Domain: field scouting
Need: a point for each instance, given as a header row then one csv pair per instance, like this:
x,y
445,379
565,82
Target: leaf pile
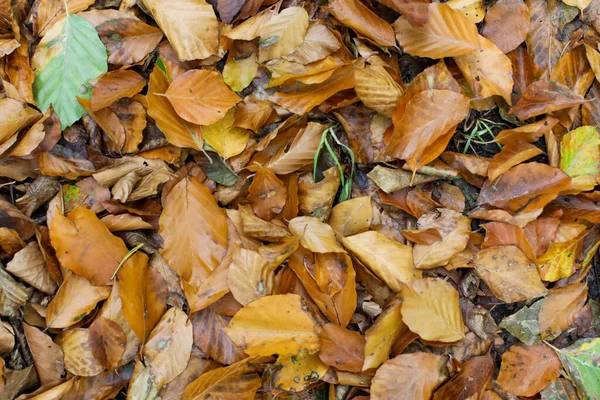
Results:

* * * * * * *

• [Exercise] Please pull out every line of the items above word for word, leaving the pictures out of your answer.

• [Exercise answer]
Domain: field scouting
Need: a point for each instance, given as a header row then one csv pair per instance, like this:
x,y
445,379
565,82
Target: leaf pile
Results:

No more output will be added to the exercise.